● Source text:
◆ ◆ ◆ ◆ ◆ ◆ ◆

Some of Mrs. Lamb's most important commissions, in conjunction with her husband, are the mosaics in Sage Memorial Chapel at Cornell University, and in the Chapel at Lakewood Cemetery, Minneapolis; also in the Governor Flower Library in Watertown, New York.

"In my case," said Mrs. Lamb, "art has been in conjunction with housekeeping and raising a family of four children. So I come back to where I began: a hard training while young, to insure speed, facility, and knowledge when time, later on, is more precious; also the careful preservation of health, without which, all else is useless."

Ella Conde Lamb is a member of the Society of Mural Painters; of the Washington Art Club; of the National Art Crafts; she was awarded the Dodge Prize, 1889, at National Academy of Design, New York; honorable mention at the Columbian Exposition of 1893; at the Atlanta Exposition, 1895; and at the Pan-American Exposition in 1901. To the above citations should be added numerous portraits from her studio, and a large number of murals and interesting windows here and there throughout the states.

As we look down the vista of the ages, mural painting has, indeed, seemed a measuring rod of human progress. The walls of Egypt, Persia, and Assyria, overlapping in the dim distance, depict our background. According to fragmented walls that remain, Greece and Rome add another aeon. The Middle Ages, like a dark valley, intervene, out of which emerges the dawn of the Renaissance, another epoch reaching to its fifteenth century height in our middle distance. Next a plateau in time, whereon we discern terrestrial warfare and struggle after land and learning, science and discovery, and walls of cathedral beauty pointing heavenward with spire and tower.

From an Island shore tidal waters wafted to westward a fragile boat laden with progress, independence, and "Liberty Spiritual." Three hundred years have come and gone, bringing seed time and harvest, seed time and harvest for the bread that perishes, and the principles that can never die.

Here we find ourselves in the foreground of the vision. It is up-to-date; we are not dealing with the future, but preparing for it.

Artists, men or women, do not appear on the arena suddenly cap-a-pie, palette and brushes in hand, awaiting an order, but the years roll by, the preparation is accomplished, and the order comes.

◆ ◆ ◆ ◆ ◆ ◆ ◆

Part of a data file
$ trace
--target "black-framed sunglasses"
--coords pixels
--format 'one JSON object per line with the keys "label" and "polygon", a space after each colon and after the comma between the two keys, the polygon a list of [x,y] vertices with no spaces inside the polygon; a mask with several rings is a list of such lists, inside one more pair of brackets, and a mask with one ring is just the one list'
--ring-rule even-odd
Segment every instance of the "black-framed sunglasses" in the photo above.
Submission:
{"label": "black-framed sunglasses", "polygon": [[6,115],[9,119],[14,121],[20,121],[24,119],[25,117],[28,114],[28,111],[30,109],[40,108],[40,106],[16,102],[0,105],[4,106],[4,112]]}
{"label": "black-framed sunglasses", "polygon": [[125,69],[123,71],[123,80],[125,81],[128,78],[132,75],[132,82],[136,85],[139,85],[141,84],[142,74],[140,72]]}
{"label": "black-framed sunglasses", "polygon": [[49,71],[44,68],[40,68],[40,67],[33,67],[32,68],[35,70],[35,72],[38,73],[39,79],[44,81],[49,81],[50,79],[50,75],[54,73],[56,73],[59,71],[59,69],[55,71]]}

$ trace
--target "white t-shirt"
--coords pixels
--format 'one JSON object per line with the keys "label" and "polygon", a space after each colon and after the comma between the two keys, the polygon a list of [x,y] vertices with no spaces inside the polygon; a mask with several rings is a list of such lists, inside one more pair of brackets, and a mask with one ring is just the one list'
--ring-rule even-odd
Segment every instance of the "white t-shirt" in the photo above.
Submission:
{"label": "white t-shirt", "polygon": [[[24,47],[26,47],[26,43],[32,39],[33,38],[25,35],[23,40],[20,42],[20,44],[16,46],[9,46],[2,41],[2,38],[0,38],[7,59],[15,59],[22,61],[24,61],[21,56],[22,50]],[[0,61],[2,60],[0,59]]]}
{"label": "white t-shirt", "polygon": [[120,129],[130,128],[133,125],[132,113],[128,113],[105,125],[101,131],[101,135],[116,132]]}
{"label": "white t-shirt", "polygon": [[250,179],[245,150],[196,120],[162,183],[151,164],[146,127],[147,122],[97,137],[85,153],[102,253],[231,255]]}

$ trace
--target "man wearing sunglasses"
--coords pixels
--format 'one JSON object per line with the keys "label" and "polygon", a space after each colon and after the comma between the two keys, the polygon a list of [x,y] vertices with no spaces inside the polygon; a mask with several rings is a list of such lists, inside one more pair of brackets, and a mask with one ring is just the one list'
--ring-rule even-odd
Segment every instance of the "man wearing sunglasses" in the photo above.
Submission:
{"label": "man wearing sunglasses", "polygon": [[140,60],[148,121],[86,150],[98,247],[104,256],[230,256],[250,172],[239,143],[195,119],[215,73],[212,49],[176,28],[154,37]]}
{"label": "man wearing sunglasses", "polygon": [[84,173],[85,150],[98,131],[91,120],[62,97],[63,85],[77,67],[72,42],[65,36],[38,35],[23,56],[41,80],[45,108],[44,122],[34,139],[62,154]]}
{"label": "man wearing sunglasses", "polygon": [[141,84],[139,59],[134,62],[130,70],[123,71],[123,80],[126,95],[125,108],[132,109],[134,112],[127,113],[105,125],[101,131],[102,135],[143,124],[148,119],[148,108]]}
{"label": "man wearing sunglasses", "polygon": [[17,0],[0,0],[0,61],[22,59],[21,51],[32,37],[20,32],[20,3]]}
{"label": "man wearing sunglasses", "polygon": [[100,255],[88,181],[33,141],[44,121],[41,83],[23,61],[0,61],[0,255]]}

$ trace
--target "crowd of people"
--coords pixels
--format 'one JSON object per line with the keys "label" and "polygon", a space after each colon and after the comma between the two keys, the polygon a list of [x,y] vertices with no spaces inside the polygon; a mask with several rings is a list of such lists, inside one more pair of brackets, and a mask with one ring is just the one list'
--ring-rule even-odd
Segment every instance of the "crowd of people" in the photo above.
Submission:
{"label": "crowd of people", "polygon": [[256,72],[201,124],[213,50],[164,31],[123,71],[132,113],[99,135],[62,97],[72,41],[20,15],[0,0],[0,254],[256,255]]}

◆ ◆ ◆ ◆ ◆ ◆ ◆

● Your tasks:
a. In the passage on Ella Conde Lamb, in what year did she receive the Dodge Prize at the National Academy of Design?
b. Reproduce the passage on Ella Conde Lamb from "Artists, men or" to "the order comes.".

● Per-task answers:
a. 1889

b.
Artists, men or women, do not appear on the arena suddenly cap-a-pie, palette and brushes in hand, awaiting an order, but the years roll by, the preparation is accomplished, and the order comes.